SELECTED EXTRACT:
I have since (by pestering the folks at the Lincoln Center website) been
able to correspond with James McMullan, the artist, who very graciously
acknowledged that he was inspired by Blake's design but was surprised
that anyone had recognized it.  (I *don't* mean to suggest that he was
using the design stealthily--nothing of the sort--he was using the
design in much the same way Blake himself often borrowed concepts from
other artists--as indeed, most artists do.)  I guess he doesn't know
many Blakeans.  Anyway, he agrees that he was trying to create an 
androgynous figure (to combine the figures of Sebastian and Viola, the
twins of the play) and he is pleased that such is apparent to viewers.
No great point or import here--just a matter of interest in a Blake

Second--a few steps over from Blake.  The May/June issue of _Lingua
Franca_ has a fascinating article about a dissertation on Swedenborg.
Though Blake is mentioned once(as having been influenced by, and then
repelled by, Swedenborg), that is not really the point of the article.

GOAL 1:
Answer these three questions about the Blake note, please:
(a) What kind of figure was James McMullan trying to create, and which two characters was it meant to combine?
(b) Which issue of which publication has the article about a dissertation on Swedenborg?
(c) According to the note, how did Swedenborg affect Blake?
GOAL 2: Write the next few sentences of the Blake note, picking up after its final sentence about the Swedenborg article.

LISTING:
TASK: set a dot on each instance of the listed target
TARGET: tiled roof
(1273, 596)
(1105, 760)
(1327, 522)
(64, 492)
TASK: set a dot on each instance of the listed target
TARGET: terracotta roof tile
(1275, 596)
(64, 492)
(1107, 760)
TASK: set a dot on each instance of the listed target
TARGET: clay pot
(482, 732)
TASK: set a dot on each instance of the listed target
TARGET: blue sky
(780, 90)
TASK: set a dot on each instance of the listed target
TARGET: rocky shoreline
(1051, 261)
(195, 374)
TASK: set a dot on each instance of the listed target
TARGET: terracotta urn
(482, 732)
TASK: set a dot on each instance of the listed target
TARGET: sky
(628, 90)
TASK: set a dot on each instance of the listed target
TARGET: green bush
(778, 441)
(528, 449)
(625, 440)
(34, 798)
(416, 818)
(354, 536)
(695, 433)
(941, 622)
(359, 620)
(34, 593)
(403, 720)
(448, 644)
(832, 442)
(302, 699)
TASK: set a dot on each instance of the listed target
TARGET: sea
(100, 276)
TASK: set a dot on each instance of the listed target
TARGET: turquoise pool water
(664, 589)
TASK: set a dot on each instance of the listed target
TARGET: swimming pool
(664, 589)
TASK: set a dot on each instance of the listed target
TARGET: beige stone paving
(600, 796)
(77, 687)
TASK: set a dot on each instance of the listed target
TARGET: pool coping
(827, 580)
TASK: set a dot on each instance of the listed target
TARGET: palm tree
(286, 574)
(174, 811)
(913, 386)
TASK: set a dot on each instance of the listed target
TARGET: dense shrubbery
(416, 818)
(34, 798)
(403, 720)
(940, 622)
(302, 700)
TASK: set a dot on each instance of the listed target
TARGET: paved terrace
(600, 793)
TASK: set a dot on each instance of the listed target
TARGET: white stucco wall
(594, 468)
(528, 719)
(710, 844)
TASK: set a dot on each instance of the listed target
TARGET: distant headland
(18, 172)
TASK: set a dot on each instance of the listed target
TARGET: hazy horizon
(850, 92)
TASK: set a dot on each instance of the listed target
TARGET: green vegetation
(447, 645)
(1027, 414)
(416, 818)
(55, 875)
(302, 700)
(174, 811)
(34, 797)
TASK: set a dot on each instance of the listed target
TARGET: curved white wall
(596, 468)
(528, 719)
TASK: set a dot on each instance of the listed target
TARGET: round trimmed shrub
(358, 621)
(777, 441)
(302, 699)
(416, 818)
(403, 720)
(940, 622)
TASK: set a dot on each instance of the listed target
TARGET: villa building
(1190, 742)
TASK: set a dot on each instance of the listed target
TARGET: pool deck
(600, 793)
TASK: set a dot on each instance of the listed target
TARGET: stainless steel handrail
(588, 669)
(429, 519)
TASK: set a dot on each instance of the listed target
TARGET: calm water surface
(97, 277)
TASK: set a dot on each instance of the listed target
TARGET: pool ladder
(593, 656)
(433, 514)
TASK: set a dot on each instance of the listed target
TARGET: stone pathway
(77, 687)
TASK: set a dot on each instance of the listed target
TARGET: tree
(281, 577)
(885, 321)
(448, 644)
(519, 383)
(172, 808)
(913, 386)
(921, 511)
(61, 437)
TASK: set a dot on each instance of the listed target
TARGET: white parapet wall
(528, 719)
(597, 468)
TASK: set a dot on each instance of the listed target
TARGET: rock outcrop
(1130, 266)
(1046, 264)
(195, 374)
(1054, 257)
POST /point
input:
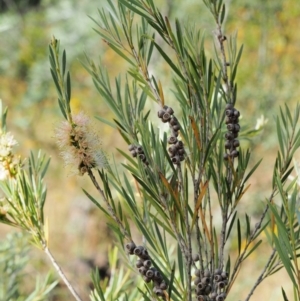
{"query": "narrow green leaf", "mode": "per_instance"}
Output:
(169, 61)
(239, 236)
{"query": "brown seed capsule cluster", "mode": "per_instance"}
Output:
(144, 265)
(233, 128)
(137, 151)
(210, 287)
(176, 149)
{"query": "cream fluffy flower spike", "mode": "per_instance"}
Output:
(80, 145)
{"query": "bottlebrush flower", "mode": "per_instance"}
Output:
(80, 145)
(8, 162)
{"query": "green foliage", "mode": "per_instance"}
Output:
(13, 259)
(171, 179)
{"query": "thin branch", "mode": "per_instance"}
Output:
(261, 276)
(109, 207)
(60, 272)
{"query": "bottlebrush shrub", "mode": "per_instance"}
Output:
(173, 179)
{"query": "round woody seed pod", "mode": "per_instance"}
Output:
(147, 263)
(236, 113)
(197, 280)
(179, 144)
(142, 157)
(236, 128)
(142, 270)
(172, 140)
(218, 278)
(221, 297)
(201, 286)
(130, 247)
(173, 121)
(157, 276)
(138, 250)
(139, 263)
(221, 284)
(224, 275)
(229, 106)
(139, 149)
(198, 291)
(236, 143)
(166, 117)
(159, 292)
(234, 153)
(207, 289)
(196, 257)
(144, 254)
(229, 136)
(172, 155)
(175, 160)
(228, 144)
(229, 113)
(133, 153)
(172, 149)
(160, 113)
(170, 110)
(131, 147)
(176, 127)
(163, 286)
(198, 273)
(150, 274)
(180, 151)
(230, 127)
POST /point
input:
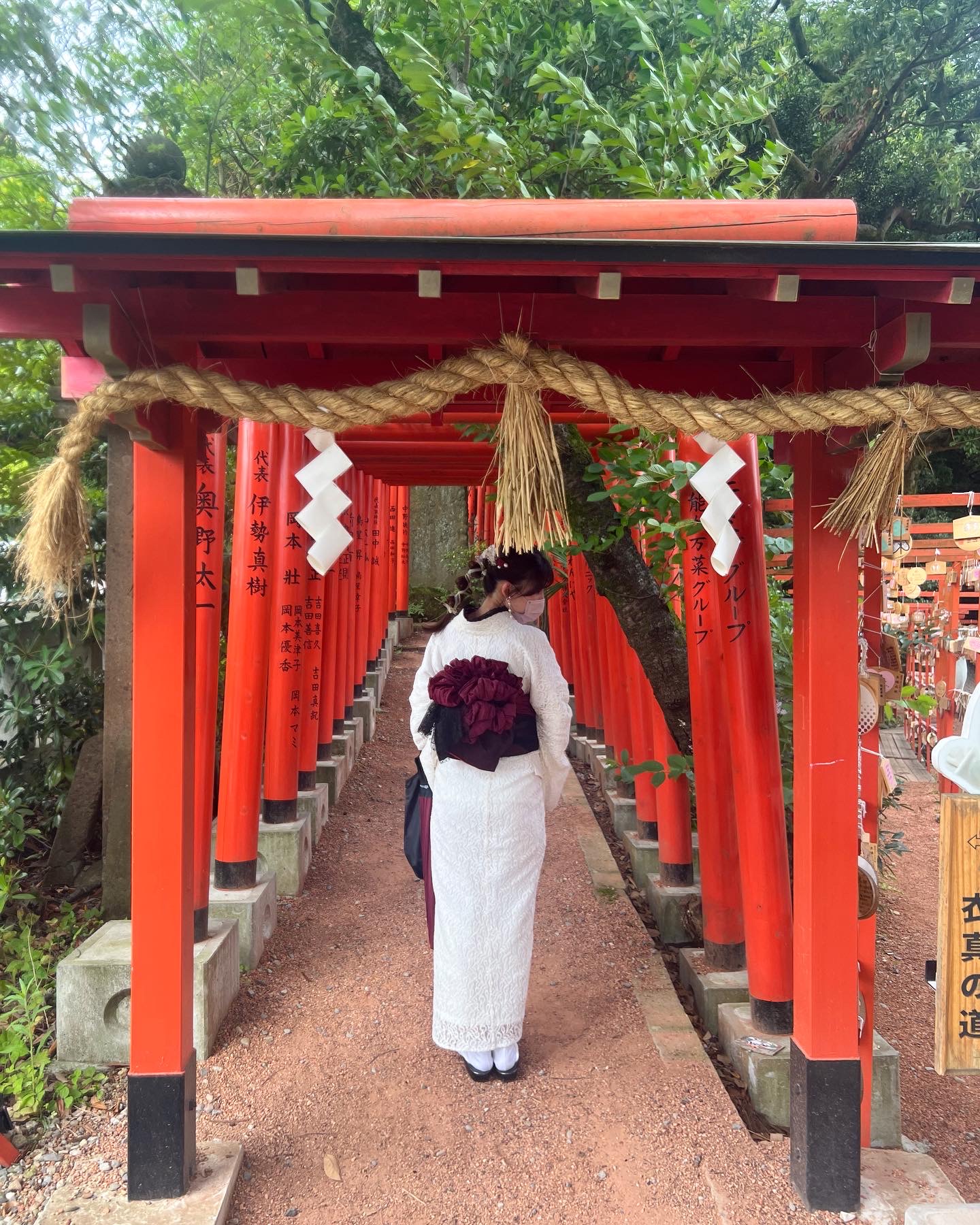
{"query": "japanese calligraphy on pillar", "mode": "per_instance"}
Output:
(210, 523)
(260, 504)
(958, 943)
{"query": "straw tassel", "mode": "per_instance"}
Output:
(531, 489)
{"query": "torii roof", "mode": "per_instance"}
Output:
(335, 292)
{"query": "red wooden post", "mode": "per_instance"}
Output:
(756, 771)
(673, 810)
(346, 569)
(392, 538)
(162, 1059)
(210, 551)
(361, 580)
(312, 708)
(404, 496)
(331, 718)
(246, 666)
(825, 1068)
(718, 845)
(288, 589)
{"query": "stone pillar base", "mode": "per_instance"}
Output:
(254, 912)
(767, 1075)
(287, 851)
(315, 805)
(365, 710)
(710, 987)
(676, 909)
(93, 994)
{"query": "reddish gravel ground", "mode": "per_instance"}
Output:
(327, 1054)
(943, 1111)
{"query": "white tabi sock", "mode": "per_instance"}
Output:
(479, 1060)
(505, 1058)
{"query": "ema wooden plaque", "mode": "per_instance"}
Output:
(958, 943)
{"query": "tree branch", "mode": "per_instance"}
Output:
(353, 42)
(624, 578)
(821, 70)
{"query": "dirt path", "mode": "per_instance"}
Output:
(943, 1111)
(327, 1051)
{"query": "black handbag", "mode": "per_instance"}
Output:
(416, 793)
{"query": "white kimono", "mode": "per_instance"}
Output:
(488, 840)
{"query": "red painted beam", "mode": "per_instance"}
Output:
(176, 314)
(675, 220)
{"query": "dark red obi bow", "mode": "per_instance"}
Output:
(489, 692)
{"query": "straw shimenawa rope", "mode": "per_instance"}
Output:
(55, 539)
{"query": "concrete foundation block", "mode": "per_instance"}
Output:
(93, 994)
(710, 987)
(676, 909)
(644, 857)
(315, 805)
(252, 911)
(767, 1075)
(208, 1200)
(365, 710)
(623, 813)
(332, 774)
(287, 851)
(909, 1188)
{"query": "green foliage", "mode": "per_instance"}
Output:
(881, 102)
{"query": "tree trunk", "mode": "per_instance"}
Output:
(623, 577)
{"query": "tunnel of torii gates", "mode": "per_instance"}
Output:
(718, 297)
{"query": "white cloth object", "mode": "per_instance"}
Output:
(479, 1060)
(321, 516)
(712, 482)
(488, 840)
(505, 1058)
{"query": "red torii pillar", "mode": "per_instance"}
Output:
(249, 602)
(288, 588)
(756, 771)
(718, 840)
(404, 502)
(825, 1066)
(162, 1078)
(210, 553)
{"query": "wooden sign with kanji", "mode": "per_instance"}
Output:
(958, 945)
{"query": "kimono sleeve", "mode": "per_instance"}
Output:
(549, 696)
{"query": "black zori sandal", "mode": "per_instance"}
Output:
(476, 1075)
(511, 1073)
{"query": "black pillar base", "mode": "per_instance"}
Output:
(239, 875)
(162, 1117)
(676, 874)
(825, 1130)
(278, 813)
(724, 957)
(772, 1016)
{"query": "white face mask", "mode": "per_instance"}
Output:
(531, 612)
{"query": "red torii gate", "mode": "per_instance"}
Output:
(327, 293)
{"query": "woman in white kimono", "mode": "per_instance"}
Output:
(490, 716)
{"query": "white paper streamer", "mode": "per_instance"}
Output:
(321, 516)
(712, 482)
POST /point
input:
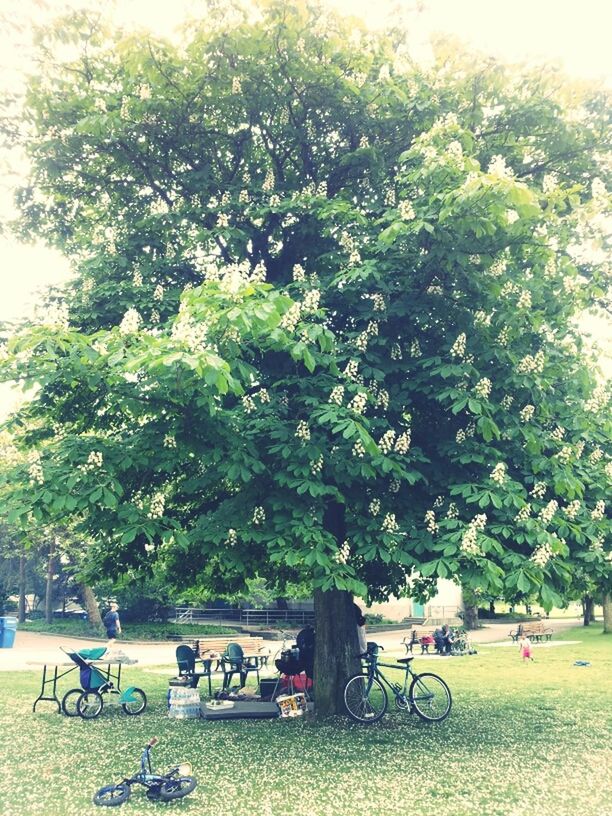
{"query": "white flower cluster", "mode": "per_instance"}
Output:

EXERCISE RESULT 1:
(a) An androgynous figure combining Sebastian and Viola, the twins of the play.
(b) The May/June issue of _Lingua Franca_.
(c) Blake was first influenced by Swedenborg and then repelled by him.

EXERCISE RESULT 2:
Apparently this dissertation is a careful study of a satirical attack on
Swedenborg by Immanuel Kant (of all philosophers) and the author makes the
argument that Kant was actually heavily influenced by, even though
skeptical of, Swedenborg.  The article is really about the Swedenborg/Kant
connection, certainly not about Blake, but I believe it would be most
interesting for anyone who cares about Blake, especially in its examinaiton
of the Kantian response to Swedenborg which might be set beside th e
Blakean response (especially in _MHH_ but also in the marginalia) to the
same.  The Enlightenment and the anti-Enlightenment converge in opposition
to the mystic.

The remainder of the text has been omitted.